======== Exercise data ========
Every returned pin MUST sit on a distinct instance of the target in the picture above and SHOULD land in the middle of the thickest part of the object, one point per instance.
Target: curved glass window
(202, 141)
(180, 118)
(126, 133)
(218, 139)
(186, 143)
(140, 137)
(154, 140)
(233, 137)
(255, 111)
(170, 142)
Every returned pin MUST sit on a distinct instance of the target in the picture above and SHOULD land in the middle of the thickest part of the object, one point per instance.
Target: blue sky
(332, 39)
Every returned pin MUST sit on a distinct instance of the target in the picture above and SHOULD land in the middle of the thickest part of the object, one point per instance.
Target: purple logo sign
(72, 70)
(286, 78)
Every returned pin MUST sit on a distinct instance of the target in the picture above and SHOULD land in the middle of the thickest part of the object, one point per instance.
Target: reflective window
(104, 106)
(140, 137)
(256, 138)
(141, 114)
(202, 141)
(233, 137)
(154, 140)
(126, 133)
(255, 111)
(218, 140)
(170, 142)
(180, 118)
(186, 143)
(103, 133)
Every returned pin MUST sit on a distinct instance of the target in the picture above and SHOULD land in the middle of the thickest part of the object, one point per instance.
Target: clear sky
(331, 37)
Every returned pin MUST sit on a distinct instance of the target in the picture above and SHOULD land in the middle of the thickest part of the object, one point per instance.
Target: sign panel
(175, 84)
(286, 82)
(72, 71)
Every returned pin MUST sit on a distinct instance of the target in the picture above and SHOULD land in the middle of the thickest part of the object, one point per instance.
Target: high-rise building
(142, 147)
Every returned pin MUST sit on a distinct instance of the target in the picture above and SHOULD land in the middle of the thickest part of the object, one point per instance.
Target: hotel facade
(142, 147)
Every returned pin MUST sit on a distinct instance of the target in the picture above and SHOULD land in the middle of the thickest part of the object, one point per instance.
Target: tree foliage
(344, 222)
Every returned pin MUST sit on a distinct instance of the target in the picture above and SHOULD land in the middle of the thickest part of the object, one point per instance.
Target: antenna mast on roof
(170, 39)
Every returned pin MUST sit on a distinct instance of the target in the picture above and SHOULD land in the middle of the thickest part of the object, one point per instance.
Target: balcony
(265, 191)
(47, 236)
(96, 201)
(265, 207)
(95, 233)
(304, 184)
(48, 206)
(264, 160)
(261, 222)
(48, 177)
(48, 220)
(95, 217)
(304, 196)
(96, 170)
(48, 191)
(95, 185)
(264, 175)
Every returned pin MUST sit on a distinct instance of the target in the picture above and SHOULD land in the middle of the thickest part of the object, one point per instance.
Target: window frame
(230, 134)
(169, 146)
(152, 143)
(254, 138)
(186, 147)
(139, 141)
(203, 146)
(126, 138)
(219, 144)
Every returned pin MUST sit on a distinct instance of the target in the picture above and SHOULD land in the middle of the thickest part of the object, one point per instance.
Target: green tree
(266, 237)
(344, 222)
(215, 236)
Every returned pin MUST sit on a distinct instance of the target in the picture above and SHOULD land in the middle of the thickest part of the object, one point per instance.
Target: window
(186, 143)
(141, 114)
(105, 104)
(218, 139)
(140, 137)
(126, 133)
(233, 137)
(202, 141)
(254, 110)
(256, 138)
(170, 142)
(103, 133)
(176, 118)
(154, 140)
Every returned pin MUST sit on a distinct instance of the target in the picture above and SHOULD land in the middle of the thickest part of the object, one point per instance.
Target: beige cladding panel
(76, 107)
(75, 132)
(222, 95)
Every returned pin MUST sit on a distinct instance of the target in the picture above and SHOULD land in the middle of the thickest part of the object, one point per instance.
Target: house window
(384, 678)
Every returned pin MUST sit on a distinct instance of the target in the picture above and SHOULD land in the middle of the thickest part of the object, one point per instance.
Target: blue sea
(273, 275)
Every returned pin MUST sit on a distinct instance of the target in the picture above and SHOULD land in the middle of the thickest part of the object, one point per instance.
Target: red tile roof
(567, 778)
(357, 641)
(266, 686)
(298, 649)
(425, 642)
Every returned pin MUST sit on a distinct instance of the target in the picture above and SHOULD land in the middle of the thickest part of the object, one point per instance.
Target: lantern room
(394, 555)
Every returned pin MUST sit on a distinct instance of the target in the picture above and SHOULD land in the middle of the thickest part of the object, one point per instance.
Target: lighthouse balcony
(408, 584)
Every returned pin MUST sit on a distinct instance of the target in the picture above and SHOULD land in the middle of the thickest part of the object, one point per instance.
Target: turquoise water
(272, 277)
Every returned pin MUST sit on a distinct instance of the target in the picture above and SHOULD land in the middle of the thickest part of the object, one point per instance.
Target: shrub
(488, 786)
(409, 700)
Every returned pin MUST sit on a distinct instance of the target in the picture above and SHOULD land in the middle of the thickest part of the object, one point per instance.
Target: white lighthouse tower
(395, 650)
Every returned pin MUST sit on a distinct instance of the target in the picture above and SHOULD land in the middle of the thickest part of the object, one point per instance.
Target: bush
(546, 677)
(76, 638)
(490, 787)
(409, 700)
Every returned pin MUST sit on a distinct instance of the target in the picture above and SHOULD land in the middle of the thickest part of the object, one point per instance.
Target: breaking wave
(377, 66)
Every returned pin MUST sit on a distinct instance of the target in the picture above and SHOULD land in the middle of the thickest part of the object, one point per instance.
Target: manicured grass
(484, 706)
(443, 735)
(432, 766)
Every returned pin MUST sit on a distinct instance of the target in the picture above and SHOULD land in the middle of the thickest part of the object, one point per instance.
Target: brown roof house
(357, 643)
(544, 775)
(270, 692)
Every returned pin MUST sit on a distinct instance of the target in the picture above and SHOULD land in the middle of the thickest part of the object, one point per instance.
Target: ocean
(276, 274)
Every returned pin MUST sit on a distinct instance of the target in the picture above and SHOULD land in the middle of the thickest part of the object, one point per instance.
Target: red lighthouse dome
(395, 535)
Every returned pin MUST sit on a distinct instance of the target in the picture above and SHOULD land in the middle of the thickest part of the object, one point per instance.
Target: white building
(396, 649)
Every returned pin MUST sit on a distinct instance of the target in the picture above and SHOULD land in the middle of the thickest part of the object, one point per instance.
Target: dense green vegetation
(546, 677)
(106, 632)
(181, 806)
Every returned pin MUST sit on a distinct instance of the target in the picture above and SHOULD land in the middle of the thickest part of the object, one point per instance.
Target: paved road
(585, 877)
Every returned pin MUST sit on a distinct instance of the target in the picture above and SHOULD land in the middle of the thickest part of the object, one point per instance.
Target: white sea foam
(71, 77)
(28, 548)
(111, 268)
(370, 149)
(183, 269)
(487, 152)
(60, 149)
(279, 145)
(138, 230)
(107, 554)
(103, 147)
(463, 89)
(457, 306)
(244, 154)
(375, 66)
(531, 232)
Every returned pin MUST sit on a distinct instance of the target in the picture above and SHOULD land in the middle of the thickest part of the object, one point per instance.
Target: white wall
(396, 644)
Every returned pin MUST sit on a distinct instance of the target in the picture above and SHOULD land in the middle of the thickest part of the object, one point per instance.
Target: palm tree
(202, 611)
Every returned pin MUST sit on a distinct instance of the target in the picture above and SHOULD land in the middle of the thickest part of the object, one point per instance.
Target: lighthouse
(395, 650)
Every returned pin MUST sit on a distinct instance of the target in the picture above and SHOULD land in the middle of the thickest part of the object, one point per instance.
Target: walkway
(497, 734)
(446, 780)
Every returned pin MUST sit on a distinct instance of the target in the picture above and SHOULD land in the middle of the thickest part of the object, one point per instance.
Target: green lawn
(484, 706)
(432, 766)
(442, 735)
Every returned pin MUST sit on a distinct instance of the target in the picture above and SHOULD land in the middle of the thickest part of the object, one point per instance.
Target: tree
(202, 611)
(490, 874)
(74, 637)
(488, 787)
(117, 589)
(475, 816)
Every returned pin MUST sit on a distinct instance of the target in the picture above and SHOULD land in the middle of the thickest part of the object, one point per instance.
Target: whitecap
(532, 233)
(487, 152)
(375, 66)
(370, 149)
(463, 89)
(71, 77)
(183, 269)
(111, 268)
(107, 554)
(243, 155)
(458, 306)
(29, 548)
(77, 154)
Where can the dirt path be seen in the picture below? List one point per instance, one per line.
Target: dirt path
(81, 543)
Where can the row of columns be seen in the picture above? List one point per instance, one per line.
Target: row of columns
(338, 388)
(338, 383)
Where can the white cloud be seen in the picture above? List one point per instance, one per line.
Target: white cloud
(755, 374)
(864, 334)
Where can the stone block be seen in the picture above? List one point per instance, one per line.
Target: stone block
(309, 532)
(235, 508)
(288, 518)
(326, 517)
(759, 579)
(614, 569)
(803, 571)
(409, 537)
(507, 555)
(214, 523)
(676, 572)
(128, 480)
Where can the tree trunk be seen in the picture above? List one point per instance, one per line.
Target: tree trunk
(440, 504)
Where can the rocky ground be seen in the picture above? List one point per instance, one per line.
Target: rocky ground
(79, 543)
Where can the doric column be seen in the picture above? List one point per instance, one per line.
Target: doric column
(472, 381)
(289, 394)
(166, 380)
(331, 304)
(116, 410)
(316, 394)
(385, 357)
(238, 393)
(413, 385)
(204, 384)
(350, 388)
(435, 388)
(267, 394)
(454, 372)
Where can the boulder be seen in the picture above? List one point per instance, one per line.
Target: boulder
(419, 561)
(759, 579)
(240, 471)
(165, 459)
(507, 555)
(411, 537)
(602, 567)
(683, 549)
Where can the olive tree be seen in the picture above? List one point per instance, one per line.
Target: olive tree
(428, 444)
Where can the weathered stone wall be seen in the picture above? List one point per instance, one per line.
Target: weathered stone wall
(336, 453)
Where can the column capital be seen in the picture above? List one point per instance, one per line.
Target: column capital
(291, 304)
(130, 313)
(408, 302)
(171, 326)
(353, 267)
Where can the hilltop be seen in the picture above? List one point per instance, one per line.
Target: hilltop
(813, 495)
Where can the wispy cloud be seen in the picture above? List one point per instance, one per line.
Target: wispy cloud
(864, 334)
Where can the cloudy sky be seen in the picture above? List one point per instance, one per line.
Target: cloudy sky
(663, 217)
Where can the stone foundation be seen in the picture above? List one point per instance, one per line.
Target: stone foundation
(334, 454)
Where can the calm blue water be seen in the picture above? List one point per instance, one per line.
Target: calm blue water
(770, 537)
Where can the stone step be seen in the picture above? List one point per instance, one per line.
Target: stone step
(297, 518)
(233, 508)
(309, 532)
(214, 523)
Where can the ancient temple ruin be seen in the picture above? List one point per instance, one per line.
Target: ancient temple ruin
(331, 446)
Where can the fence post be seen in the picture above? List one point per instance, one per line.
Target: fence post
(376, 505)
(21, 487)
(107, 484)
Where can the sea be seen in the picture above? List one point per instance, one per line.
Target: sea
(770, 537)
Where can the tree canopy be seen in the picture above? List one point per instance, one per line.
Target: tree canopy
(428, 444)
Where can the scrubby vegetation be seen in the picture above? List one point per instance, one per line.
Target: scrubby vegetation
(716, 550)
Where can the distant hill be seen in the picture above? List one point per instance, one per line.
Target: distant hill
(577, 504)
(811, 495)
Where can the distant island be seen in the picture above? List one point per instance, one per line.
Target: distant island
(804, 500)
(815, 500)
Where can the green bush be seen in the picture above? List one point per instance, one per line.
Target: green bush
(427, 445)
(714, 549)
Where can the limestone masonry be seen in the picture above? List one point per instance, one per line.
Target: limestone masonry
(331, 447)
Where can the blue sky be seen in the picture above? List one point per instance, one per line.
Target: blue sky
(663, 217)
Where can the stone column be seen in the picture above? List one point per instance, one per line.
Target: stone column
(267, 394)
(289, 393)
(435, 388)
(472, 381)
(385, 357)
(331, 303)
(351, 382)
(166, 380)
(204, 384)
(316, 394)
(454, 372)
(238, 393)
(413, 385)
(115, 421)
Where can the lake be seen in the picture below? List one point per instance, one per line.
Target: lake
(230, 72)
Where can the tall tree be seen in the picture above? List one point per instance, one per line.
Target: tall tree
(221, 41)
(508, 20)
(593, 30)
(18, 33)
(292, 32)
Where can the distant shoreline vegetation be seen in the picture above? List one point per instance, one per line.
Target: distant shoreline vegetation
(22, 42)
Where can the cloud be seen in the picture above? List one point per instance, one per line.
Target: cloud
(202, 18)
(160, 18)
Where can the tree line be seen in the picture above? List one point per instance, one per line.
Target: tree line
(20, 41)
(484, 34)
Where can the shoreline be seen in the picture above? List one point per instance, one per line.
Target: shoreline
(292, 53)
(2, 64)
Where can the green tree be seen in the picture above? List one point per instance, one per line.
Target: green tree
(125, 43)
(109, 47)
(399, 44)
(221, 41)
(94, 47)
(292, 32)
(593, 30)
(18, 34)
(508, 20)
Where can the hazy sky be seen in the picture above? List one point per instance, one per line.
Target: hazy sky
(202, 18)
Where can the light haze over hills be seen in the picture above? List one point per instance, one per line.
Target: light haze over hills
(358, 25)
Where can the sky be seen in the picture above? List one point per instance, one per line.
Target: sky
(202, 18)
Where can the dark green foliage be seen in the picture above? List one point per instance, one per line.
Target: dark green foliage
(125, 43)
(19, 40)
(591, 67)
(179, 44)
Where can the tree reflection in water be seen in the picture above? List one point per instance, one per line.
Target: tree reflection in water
========
* [The problem]
Report how many lines in the records hold the word "below", giving the number and nothing else.

* [Task answer]
2